| AIM OF THE TASK |
Please rewrite the items starting at the line that contains "Phrase: cypress tree" and ending at the line that contains "(1113, 227)", requests included, offsetting every coordinate in the answers by adding 118 to each number. Leave out the pictures.

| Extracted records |
— start —

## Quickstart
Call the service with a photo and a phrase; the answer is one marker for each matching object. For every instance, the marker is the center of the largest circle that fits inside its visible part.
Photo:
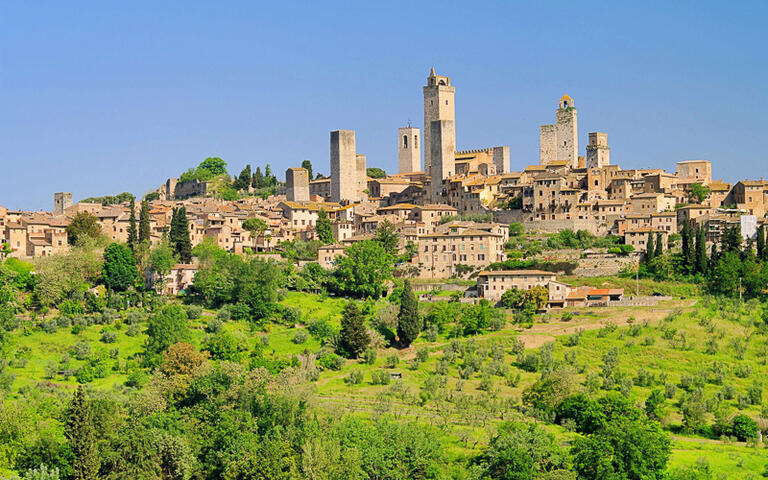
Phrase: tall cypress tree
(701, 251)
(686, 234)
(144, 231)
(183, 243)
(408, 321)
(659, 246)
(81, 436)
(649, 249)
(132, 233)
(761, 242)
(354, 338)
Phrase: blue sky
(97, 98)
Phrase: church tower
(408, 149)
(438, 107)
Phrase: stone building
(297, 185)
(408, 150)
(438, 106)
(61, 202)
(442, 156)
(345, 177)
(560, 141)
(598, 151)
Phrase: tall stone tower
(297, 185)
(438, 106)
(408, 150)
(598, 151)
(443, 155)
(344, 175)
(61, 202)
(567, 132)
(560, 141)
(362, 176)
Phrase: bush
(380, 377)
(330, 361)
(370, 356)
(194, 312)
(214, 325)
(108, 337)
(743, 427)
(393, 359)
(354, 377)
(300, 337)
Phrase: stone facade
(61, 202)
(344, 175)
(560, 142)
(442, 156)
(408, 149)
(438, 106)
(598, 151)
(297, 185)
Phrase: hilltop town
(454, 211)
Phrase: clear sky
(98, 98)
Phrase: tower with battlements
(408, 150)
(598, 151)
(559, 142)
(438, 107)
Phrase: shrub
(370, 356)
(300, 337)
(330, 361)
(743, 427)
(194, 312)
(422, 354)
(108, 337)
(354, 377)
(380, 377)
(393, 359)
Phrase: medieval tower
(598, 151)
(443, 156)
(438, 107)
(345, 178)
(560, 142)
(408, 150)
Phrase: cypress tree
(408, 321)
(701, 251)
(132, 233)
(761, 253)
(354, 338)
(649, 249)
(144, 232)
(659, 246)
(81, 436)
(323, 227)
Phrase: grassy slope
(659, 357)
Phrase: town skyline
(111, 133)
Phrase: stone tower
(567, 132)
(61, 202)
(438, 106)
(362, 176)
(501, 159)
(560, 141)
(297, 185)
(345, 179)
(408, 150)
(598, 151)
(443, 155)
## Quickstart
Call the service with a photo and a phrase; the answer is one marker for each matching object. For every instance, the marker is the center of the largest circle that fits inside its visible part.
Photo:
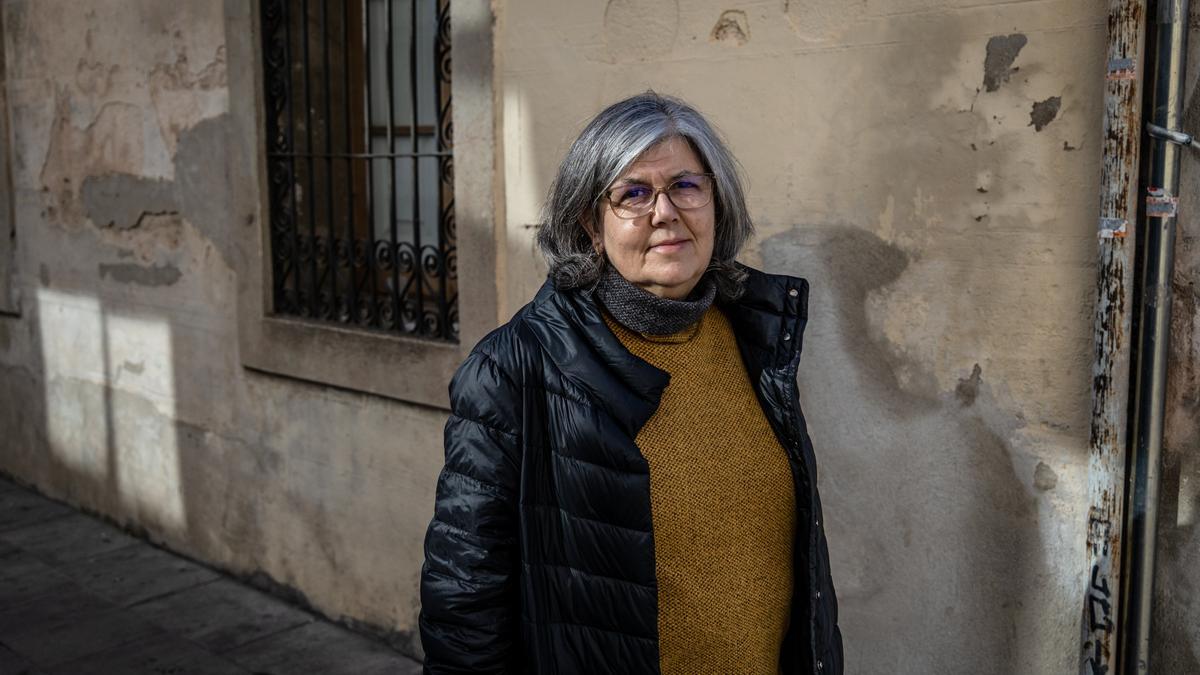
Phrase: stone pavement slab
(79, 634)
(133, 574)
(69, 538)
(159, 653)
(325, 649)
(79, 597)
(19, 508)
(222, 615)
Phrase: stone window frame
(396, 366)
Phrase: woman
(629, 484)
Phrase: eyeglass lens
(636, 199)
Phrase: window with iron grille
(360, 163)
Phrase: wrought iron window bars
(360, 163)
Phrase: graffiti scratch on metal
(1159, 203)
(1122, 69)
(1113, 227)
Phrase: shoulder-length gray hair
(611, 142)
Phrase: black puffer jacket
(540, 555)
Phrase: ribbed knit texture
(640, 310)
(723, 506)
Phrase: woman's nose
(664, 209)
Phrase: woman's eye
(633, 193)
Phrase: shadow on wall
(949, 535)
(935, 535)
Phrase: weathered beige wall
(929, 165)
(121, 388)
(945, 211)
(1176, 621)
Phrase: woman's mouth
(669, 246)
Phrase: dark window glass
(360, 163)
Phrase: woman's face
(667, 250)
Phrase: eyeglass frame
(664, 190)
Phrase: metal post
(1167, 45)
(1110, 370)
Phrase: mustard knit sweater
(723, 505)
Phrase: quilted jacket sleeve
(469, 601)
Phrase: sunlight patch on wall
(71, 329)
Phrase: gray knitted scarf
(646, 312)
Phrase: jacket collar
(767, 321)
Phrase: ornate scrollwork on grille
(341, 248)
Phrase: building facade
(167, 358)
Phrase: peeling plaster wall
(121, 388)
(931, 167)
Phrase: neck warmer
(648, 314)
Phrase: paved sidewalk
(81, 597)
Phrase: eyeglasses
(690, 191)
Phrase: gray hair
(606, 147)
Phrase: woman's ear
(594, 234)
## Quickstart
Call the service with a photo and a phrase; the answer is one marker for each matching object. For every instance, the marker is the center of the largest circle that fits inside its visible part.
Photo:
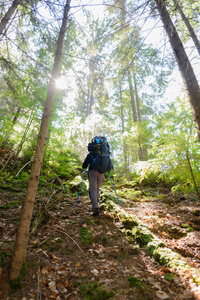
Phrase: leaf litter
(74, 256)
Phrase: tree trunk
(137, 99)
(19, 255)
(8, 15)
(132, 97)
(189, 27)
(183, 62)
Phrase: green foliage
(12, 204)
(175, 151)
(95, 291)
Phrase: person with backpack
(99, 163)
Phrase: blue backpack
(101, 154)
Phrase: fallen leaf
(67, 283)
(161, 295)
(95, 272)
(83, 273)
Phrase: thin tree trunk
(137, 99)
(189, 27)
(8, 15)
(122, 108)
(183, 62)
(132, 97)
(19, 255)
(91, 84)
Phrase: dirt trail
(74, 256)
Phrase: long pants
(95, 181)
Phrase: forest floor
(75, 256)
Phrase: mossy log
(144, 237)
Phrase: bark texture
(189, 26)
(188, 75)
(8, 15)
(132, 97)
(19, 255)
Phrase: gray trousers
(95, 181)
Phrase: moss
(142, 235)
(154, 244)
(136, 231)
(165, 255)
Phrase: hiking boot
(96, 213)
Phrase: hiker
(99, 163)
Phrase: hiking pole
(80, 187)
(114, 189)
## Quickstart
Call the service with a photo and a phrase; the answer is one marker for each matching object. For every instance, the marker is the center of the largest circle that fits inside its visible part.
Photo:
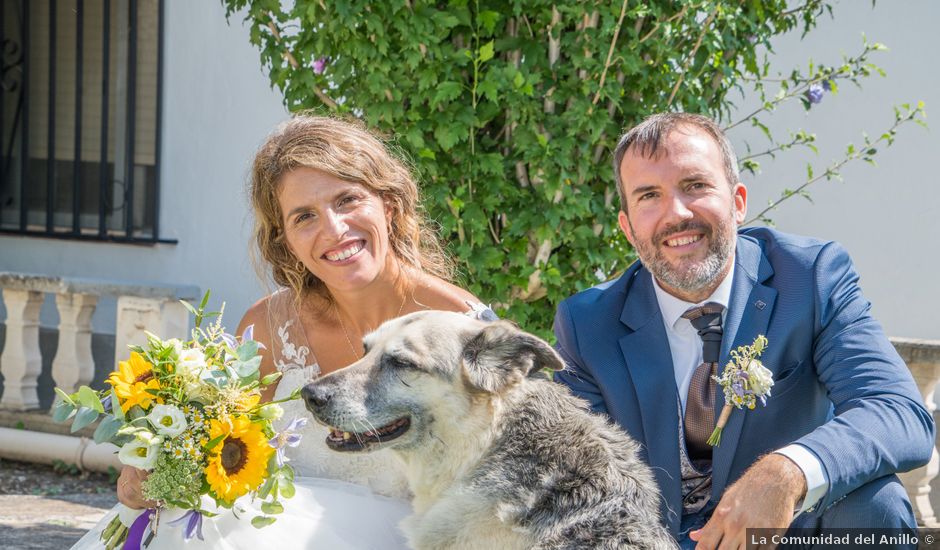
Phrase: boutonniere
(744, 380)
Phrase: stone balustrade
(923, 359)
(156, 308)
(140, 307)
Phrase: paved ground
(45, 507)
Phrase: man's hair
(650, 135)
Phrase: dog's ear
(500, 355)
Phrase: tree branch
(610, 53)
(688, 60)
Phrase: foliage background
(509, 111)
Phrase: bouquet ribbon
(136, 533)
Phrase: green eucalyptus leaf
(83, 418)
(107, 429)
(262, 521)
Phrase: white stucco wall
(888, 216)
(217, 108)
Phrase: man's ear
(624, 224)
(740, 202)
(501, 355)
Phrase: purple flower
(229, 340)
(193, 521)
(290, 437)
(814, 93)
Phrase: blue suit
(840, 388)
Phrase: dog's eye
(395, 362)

— end —

| TASK OUTPUT |
Phrase: cypress tree
(526, 439)
(819, 369)
(250, 351)
(879, 371)
(472, 456)
(767, 367)
(262, 350)
(777, 364)
(199, 554)
(441, 345)
Phrase: grassy slope
(777, 475)
Phrase: town skyline
(229, 251)
Phrase: stone tower
(685, 250)
(179, 320)
(556, 224)
(480, 294)
(619, 277)
(678, 259)
(415, 303)
(463, 297)
(526, 268)
(716, 269)
(561, 273)
## Quickstart
Call the service with a photo and a phrase; the answer is one marker for each matching object. For every instance, the marker is the center of the largest circle that fits inside its visible part.
Photo:
Phrase: stone pavement slab
(197, 752)
(251, 692)
(187, 656)
(277, 771)
(443, 767)
(197, 715)
(137, 626)
(340, 733)
Phrase: stone window frame
(514, 484)
Phrase: woman
(747, 602)
Phrase: eyeglass lens
(754, 317)
Phrase: window with iron grille
(478, 281)
Phrase: wrought iron window bars
(478, 281)
Phrase: graffiti scratch on metal
(1277, 321)
(1240, 187)
(1231, 345)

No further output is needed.